Assignment
Isolate every line in the data with the string "below" and copy it.

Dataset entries
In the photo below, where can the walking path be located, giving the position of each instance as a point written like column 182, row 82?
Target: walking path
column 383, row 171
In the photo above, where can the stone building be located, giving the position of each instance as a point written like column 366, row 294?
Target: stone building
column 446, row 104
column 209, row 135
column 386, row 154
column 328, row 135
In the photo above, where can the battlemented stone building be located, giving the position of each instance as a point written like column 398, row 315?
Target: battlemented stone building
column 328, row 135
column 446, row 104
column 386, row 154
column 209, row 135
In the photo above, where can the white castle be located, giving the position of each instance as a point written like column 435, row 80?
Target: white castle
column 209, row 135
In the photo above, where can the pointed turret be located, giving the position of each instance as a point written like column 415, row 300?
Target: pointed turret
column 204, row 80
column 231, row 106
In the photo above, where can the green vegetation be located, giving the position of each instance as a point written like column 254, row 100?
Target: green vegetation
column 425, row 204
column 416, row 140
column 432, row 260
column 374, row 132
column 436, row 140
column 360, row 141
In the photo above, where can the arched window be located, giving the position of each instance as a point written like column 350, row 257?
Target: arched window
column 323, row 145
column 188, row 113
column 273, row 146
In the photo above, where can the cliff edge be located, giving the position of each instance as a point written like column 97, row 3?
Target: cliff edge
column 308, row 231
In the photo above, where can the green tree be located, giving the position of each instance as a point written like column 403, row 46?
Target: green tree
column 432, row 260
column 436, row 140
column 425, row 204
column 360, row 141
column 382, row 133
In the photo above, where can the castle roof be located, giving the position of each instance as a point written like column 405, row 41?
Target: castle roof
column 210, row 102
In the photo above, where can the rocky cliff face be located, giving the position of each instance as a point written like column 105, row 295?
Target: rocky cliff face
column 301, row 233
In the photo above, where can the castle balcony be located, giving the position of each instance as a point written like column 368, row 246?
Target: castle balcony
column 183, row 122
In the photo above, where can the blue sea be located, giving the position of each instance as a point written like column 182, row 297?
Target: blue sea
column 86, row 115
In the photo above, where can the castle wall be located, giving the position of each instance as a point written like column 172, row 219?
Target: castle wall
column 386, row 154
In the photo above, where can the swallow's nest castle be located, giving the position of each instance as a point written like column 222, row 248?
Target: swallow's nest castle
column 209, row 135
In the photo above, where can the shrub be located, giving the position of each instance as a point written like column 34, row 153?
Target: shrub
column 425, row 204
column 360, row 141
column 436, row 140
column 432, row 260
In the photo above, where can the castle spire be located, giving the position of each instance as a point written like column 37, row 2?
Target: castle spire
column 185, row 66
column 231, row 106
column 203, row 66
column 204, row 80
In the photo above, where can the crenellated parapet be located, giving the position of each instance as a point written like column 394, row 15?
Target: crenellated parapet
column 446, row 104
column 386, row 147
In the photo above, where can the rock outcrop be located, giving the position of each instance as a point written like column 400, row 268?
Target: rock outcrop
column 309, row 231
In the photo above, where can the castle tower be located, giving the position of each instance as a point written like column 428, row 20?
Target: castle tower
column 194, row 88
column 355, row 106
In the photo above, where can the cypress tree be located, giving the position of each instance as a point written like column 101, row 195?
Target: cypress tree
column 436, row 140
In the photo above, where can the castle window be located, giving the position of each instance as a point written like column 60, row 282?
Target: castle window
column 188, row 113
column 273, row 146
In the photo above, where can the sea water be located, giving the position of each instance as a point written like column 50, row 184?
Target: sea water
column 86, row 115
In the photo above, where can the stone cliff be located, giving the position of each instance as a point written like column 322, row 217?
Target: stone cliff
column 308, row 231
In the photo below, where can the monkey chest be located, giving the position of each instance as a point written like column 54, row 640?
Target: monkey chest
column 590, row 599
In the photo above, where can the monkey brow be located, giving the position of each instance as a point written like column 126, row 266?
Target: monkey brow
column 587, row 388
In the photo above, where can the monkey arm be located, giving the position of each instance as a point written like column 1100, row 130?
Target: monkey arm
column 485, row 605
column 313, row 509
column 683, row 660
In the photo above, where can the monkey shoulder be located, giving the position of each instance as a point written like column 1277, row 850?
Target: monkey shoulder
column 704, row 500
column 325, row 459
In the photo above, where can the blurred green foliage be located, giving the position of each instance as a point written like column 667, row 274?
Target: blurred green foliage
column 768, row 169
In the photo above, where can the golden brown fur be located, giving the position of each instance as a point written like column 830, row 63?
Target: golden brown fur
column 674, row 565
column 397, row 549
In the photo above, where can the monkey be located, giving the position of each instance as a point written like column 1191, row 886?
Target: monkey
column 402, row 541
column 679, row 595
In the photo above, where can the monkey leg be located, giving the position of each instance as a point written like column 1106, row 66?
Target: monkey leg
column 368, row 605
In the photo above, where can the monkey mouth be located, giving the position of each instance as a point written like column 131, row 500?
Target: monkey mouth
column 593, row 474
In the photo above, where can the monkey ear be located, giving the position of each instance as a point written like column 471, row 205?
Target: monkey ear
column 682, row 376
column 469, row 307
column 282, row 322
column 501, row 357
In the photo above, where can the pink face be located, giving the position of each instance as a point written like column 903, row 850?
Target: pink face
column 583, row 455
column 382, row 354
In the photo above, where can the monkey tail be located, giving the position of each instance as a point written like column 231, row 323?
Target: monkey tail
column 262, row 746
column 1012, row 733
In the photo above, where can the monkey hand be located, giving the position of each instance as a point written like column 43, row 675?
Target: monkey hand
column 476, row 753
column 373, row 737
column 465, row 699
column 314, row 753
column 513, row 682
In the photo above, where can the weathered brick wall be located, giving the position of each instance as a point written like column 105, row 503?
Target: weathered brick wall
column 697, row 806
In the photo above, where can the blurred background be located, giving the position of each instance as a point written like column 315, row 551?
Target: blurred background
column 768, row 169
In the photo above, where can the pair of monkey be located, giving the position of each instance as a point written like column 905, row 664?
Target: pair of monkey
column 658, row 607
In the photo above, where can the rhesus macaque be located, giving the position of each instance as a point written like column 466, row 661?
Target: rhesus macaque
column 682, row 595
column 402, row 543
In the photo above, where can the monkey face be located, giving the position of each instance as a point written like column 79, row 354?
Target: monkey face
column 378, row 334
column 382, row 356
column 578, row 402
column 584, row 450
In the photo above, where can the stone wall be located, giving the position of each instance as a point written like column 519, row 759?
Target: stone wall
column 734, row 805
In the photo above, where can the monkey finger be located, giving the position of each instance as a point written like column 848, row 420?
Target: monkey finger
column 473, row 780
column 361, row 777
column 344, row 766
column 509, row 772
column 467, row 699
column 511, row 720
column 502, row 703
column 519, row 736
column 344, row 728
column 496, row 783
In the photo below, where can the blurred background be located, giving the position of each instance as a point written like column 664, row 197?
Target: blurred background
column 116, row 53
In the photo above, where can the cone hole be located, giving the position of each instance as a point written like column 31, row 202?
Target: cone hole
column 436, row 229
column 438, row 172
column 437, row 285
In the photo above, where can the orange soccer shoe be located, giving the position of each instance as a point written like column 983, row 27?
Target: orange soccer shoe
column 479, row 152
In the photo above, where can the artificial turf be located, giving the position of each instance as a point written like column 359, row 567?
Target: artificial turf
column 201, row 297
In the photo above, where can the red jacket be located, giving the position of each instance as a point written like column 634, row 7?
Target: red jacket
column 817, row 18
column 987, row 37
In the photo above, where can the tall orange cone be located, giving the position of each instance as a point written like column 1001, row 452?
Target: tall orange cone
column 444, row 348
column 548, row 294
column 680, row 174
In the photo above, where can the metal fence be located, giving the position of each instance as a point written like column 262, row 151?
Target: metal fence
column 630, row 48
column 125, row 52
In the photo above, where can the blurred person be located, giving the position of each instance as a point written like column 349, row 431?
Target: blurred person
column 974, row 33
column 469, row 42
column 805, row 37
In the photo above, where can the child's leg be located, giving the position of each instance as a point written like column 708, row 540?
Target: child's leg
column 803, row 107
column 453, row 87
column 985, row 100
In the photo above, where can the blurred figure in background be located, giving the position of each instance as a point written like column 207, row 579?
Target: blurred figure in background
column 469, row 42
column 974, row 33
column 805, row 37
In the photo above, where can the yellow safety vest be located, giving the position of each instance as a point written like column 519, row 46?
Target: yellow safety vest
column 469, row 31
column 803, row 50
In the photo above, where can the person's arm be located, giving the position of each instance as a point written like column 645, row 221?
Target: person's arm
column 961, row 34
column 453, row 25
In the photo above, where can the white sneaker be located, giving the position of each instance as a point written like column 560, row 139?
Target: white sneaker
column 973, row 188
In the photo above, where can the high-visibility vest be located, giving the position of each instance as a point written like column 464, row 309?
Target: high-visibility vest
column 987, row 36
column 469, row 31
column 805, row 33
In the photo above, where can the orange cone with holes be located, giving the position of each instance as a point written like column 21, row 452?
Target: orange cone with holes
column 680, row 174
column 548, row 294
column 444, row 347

Written reply
In the photo below, where can the walking path be located, giving the position of each instance as a point written like column 182, row 82?
In the photo below, where can the monkey chest be located, giving the position of each instance as a point written like column 54, row 640?
In the photo below, where can the blurred background be located, giving the position of each instance as a point written like column 664, row 197?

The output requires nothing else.